--- Что требуется ---
1: Продублируйте из исходного текста всё, начиная с «Да многого не» и вплоть до «качественные телевизионные программы.».
2: Ответьте по исходному тексту:
(a) Какой по номеру канал был образовательным в Москве?
(b) Кто вел «Сельский час»?
(c) Кто редактировал «Очевидное - невероятное»?

--- Исходный текст ---
——————————

Да многого не хватало. Мне кажется, это, вообще, разговор неверный.

А.Ежов

Понятно, что сравнивать две системы сложно.

А.Роднянский

В том смысле, что вообще сравнивать не зачем. В советском телевидении блистательно было все, что связано с образовательным, просветительным вещанием. Блистательные были работы литературно-драматических редакций. Там же как бы очевидно было. А программа «Время» с вечно пашущими мирными комбайнами и репортажами с полей была отвратительна. Равно как и, вероятно, выступления вождей. Но это же всерьез-то никто не воспринимал. А смотрели качественные телевизионные программы.

Проблема-то состояла в другом – что телевидение на тот момент было телевидением Большого брата, опять же перефразируя уже другого классика. То есть у нас телевизионных было – 1, 2, 3, может быть, и все. Если Москва – то 4. Там 4-й канал образовательный. И всё. И, соответственно, цена этого телевизионного высказывания была колоссальная.

И телевизионный сигнал покрывал и до сих пор покрывает – вот и «Первый канал» и «Россия» нынешняя, они же покрывают всю территорию страны. И та территория на тот момент еще большая – Советского Союза, она внимала словам ведущих тележурнала «Сельский час» или программы «Очевидное - невероятное». И поэтому все зависело от того, кроме того сидел, собственно, в кадре. Если «Сельский час» вел блистательный журналист – мало кто его помнит сегодня – Юрий Черниченко, то это было хорошо. А «Очевидное - невероятное» вел замечательный Сергей Петрович Капица и редактировал выдающийся Лев Николаевич Николаев. Это тоже было замечательно. И внутри литдрамы было здорово.

Ну, чего там говорить? Это другая вселенная, в которой мы сегодня живем. Тысячи телевизионных каналов, огромный выбор. Есть онлайновые ресурсы, стрим-ресурсы. Кино и телевидение не обязательно сегодня делать на сегодняшний день в связи с телевизионными каналами. Их можно делать самостоятельно, а потом они найдут себя в этой вселенной технологических платформ. Это, мне представляется, категорическая смена, радикальная смена потребительского поведения, когда мы смотрим фильмы, телевизионные программы и сериалы на собственных смартфонах, айпедах, компьютерах и нам для этого не нужен какой-то определенный телевизионный канал.

——————————

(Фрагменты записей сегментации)
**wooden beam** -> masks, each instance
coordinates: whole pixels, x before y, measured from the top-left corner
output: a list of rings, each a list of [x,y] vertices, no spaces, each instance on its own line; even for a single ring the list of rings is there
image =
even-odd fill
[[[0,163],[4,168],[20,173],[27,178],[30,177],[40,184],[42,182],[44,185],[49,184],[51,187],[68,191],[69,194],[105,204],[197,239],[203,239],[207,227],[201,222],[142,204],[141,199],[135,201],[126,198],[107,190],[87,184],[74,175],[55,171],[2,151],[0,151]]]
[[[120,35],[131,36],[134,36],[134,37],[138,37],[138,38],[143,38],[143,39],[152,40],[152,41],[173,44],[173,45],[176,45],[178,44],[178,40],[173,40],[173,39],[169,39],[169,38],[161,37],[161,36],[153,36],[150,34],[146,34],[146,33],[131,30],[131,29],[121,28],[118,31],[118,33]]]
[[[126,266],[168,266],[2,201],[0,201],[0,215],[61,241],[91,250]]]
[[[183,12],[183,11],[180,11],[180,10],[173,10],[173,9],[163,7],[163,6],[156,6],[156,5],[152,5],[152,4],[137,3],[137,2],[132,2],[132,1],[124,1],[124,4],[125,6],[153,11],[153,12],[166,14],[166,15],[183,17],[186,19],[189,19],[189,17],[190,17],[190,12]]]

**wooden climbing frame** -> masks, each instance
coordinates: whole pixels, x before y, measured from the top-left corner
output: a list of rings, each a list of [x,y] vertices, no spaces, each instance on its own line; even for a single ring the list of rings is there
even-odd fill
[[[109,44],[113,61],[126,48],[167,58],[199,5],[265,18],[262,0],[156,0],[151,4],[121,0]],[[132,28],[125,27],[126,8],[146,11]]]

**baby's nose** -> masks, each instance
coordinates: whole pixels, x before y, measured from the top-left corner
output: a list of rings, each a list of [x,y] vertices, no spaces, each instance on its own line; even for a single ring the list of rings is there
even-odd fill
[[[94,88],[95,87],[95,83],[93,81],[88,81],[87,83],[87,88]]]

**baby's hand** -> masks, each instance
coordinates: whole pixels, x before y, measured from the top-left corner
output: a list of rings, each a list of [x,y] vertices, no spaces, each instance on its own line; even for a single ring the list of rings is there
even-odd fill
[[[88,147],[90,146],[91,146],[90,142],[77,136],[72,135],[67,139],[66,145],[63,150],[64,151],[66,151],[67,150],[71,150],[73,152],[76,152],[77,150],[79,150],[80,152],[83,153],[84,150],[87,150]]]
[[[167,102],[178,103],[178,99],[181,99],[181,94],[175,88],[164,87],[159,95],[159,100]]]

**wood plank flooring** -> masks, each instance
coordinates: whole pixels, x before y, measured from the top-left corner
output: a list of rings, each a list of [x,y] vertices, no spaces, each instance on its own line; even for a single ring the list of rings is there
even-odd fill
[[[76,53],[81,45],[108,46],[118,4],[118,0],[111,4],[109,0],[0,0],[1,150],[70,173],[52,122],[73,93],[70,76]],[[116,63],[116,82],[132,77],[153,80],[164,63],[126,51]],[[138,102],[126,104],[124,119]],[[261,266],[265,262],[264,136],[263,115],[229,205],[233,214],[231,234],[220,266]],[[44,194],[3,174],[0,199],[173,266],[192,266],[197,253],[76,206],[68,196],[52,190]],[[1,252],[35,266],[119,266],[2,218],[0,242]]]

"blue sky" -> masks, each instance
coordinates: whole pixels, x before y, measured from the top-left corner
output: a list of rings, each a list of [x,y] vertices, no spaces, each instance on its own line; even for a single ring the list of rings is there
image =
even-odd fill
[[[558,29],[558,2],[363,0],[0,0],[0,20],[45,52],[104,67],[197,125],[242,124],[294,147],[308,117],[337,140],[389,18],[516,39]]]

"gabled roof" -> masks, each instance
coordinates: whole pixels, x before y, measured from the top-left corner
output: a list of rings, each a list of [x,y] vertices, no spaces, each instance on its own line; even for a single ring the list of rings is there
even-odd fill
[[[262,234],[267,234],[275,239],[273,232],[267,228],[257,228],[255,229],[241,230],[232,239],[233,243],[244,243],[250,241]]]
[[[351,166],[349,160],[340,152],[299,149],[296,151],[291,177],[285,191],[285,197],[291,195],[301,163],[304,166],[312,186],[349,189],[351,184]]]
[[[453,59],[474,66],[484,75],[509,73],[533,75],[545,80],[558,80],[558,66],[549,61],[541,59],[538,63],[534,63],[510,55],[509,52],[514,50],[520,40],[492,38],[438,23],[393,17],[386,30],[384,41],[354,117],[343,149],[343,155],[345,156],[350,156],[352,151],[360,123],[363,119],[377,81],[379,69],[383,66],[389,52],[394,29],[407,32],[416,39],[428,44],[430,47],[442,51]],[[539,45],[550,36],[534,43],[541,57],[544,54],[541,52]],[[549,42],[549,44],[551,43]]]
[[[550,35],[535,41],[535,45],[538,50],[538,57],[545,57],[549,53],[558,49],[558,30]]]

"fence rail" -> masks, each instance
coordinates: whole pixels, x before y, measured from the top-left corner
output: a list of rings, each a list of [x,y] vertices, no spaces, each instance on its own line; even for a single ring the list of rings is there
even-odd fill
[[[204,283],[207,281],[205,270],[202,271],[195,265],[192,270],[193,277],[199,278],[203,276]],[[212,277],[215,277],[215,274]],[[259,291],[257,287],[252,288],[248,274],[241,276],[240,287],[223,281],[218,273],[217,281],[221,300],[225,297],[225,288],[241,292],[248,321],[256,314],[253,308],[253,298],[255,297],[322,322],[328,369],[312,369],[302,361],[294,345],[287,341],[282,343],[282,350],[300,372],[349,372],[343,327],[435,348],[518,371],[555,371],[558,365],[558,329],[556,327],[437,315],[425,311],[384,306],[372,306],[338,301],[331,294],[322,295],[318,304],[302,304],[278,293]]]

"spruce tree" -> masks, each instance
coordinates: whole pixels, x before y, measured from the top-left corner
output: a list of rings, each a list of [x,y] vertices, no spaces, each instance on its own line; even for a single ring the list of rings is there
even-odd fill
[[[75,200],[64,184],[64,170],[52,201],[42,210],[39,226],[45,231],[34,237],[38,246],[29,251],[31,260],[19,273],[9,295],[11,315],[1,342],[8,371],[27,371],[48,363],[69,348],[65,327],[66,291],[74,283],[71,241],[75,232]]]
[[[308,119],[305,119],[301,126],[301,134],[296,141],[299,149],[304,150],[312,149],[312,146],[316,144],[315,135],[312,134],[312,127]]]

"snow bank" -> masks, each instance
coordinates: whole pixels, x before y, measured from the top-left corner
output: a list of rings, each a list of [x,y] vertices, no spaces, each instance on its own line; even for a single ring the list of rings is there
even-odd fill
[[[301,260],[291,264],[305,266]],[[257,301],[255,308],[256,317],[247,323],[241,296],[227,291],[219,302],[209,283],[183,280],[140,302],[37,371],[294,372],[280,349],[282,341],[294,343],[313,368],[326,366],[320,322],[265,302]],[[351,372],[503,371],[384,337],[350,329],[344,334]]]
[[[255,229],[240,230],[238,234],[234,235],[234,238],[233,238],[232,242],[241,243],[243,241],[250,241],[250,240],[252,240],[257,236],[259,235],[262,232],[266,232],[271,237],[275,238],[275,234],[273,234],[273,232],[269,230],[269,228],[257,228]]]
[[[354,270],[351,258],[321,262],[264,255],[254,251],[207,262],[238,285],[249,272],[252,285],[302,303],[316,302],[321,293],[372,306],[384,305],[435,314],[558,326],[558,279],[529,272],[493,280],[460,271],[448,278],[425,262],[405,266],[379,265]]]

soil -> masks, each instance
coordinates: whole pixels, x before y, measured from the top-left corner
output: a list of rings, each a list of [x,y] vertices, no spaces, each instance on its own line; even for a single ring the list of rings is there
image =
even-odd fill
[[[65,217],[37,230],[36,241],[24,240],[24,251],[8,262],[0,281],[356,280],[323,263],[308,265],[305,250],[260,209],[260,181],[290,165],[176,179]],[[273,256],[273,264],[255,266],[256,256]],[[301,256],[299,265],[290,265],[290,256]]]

——————————

--- Решения по заданиям ---
1:
Да многого не хватало. Мне кажется, это, вообще, разговор неверный.

А.Ежов

Понятно, что сравнивать две системы сложно.

А.Роднянский

В том смысле, что вообще сравнивать не зачем. В советском телевидении блистательно было все, что связано с образовательным, просветительным вещанием. Блистательные были работы литературно-драматических редакций. Там же как бы очевидно было. А программа «Время» с вечно пашущими мирными комбайнами и репортажами с полей была отвратительна. Равно как и, вероятно, выступления вождей. Но это же всерьез-то никто не воспринимал. А смотрели качественные телевизионные программы.

2:
(a) 4-й.
(b) Юрий Черниченко.
(c) Лев Николаевич Николаев.